(Source text):
++++++

There was a time not so long ago when anyone acquainted with elementary principles of foreign relations understood the doctrine of “Balance of Power.”
“Balance of Power” was the subject of Henry Kissinger’s 1954 doctoral thesis at Harvard University, which he subsequently published in book form under the title A World Restored: Metternich, Castlereagh and the Problems of Peace 1812–1822.
As Kissinger understood it, the Congress of Vienna in 1812, which concluded the Napoleonic Wars, established a “Balance of Power” in Europe, with the Austrian Foreign Minister (and later Chancellor) Metternich demonstrating exceptional understanding of this concept. British Foreign Secretary Castlereagh understood and appreciated Metternich’s perspective and aspired to cooperate with the Austrian chancellor in maintaining a balance of power on the European Continent.
Our current political and media class struggles to understand this doctrine because—it seems to me—they fail to understand that foreign relations are not categorically different from any other form of human relations.
Imagine a woman who marries young and supports her husband for twenty years as he climbs the career ladder while she primarily cares for their children. Twenty years into the marriage, she discovers that he is having an affair with his young secretary. At the same time, she discovers she has no idea what he has done with much of the money and assets he has acquired over twenty years of marriage with her steadfast support.
When she tells him she is contemplating hiring a forensic accountant to perform an investigation, he replies, “Oh, you don’t need to worry about that. Trust me. I won’t take advantage of you.”

++++++

(What is expected):
Set down the passage on the balance of power word for word, starting with "Imagine a woman" and going on through "her steadfast support.".

(Provided records):
++++++

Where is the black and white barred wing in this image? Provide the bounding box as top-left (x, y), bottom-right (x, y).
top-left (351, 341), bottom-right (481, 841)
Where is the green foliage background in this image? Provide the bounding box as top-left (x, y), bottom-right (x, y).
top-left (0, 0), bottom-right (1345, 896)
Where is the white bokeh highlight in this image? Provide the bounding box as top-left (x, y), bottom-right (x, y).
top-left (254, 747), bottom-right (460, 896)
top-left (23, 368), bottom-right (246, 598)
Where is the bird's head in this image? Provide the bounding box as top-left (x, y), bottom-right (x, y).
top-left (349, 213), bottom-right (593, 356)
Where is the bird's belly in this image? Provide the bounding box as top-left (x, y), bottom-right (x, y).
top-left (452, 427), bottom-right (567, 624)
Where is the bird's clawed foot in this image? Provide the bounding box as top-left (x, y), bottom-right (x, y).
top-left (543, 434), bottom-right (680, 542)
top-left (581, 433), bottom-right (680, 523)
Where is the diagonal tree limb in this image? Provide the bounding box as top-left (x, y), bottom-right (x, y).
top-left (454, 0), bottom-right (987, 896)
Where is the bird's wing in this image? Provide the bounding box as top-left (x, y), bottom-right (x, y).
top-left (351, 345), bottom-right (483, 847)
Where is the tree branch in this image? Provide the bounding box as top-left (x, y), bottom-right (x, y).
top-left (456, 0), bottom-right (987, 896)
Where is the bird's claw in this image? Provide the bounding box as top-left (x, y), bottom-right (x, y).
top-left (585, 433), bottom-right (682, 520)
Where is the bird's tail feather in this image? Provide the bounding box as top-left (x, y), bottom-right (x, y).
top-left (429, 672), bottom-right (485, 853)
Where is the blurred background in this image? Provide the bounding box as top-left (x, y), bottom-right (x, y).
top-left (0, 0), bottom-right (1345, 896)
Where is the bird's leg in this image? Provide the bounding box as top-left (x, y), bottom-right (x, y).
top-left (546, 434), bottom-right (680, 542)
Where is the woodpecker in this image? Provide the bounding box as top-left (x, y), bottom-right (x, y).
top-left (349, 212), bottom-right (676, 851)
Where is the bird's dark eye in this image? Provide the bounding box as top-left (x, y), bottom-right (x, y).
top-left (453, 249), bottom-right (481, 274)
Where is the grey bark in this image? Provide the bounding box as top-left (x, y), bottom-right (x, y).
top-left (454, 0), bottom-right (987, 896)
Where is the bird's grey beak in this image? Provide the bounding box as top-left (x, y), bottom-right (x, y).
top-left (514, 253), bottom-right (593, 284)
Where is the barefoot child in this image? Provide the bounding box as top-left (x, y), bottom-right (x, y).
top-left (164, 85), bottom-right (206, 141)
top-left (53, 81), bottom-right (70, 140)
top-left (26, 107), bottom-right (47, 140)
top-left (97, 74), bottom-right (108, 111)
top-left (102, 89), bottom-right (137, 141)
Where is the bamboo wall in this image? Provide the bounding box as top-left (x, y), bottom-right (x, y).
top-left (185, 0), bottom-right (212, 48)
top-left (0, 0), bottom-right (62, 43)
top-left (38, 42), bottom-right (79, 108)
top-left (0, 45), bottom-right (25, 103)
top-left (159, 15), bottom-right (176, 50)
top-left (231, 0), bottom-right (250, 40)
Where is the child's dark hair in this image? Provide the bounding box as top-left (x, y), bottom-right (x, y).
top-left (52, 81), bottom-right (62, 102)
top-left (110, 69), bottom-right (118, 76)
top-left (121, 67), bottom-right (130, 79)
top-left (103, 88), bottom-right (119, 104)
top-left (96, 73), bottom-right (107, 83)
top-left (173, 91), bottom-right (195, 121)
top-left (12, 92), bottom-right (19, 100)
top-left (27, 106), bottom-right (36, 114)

++++++

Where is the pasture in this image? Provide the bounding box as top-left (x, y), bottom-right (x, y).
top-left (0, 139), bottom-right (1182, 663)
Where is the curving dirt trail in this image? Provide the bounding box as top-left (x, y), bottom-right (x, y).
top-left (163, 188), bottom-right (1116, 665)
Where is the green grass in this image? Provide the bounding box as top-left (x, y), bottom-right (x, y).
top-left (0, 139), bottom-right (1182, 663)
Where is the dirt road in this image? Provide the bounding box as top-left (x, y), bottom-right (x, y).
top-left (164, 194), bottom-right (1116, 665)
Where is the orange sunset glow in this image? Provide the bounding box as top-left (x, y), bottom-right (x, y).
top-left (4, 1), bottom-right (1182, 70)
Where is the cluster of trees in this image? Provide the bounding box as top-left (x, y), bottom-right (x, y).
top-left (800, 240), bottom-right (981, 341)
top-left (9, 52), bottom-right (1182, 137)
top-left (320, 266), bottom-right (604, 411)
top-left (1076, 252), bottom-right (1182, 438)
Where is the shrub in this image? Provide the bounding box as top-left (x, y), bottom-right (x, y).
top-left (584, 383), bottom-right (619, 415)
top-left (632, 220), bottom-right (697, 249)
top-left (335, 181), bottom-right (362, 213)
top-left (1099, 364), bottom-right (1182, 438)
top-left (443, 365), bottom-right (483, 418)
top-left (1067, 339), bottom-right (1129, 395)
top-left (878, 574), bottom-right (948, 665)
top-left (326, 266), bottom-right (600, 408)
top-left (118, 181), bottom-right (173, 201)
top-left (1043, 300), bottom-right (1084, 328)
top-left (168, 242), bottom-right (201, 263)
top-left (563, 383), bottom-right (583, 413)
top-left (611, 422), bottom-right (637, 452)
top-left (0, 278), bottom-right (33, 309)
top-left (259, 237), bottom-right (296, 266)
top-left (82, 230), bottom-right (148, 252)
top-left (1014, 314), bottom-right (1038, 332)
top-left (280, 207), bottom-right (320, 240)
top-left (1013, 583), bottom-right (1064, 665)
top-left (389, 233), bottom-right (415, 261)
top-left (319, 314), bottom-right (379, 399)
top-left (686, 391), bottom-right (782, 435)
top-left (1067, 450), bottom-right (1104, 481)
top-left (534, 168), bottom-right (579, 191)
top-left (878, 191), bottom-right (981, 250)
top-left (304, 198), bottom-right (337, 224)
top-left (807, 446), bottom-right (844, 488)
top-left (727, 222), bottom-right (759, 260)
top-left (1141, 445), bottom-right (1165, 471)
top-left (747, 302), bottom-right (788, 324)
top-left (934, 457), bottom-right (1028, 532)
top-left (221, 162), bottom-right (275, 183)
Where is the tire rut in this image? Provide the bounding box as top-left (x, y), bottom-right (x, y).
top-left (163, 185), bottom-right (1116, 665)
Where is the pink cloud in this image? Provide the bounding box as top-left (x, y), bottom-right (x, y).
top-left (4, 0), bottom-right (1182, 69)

++++++

(In response):
Imagine a woman who marries young and supports her husband for twenty years as he climbs the career ladder while she primarily cares for their children. Twenty years into the marriage, she discovers that he is having an affair with his young secretary. At the same time, she discovers she has no idea what he has done with much of the money and assets he has acquired over twenty years of marriage with her steadfast support.